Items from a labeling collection
--------------------
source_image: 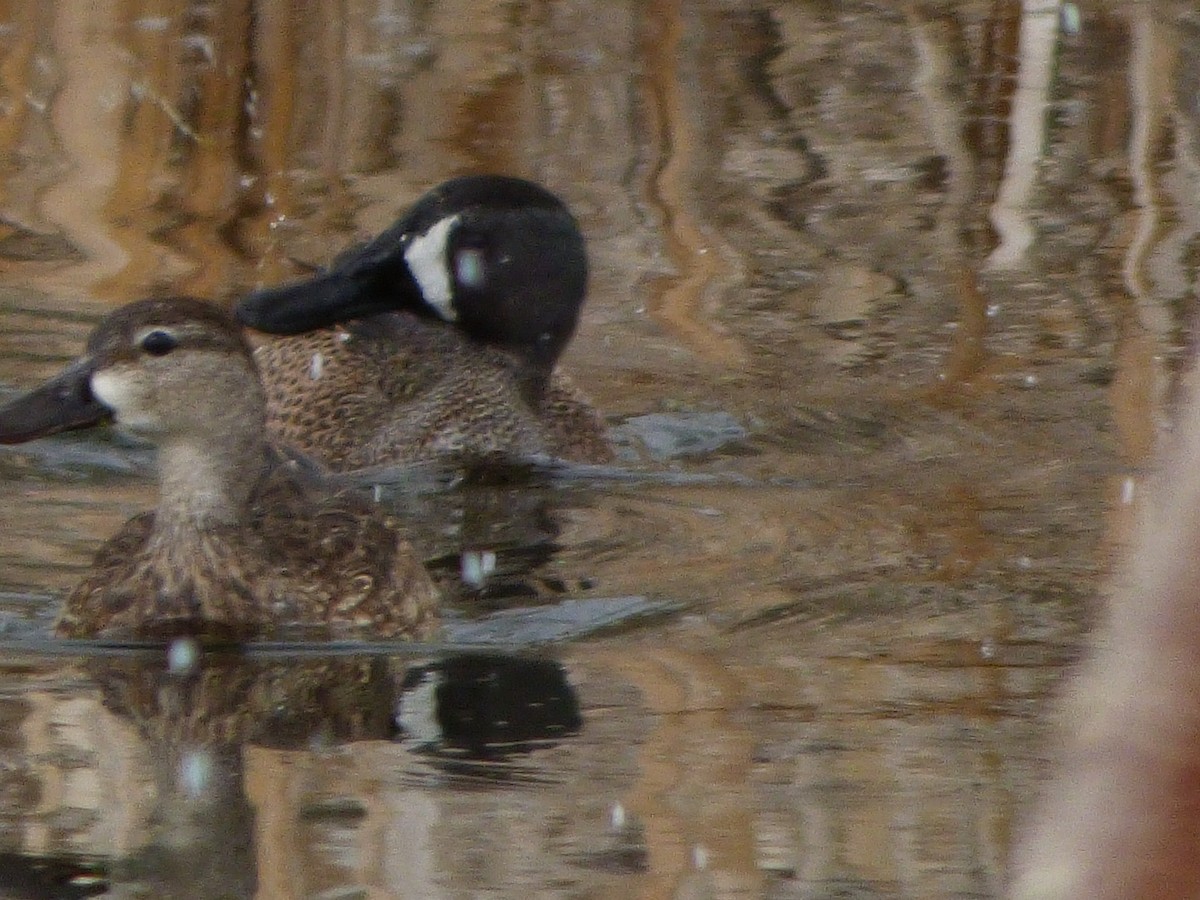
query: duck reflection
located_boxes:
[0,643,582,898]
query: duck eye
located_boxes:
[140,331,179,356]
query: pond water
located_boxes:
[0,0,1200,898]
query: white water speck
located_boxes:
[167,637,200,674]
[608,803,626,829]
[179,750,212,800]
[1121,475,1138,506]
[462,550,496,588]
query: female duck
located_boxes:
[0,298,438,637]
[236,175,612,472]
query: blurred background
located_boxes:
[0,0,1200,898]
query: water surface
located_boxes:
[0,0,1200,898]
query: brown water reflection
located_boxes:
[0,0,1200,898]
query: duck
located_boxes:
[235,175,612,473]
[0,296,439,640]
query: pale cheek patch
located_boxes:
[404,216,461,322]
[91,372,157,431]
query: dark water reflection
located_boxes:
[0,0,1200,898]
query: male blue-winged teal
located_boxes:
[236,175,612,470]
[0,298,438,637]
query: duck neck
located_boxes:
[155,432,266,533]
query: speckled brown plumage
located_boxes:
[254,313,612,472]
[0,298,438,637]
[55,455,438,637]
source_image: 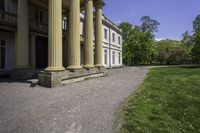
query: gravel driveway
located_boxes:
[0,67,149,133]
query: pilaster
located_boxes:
--------------------
Could you give every line of the material above as a numbered list, with blank lines skipped and the pictures left out?

1. source_image: 
2. query: duck reflection
3. located_boxes:
4. [0,643,582,898]
5. query: duck eye
6. located_boxes:
7. [140,331,179,356]
8. query: pond water
9. located_boxes:
10. [0,0,1200,898]
11. query: white water speck
12. located_boxes:
13. [167,637,200,674]
14. [608,803,626,829]
15. [179,750,212,800]
16. [1121,475,1138,506]
17. [462,550,496,588]
18. query: female duck
19. located_boxes:
20. [0,298,438,637]
21. [236,175,612,472]
22. query: blurred background
23. located_boxes:
24. [0,0,1200,898]
25. query: water surface
26. located_boxes:
27. [0,0,1200,898]
28. query: brown water reflection
29. located_boxes:
30. [0,0,1200,898]
31. query: duck
32. located_boxes:
33. [235,175,612,473]
34. [0,296,439,640]
35. query: pale cheek patch
36. located_boxes:
37. [404,216,461,322]
38. [91,372,157,431]
39. query: dark water reflection
40. located_boxes:
41. [0,0,1200,898]
42. query: male blue-winged teal
43. located_boxes:
44. [236,175,612,470]
45. [0,298,438,637]
46. query: duck neck
47. located_boxes:
48. [155,432,266,533]
49. query: speckled brown plumage
50. located_boxes:
51. [254,313,612,472]
52. [0,298,438,637]
53. [55,455,438,637]
54. source_image: 
55. query: gravel driveway
56. located_boxes:
57. [0,67,149,133]
58. query: pilaster
59. located_boxes:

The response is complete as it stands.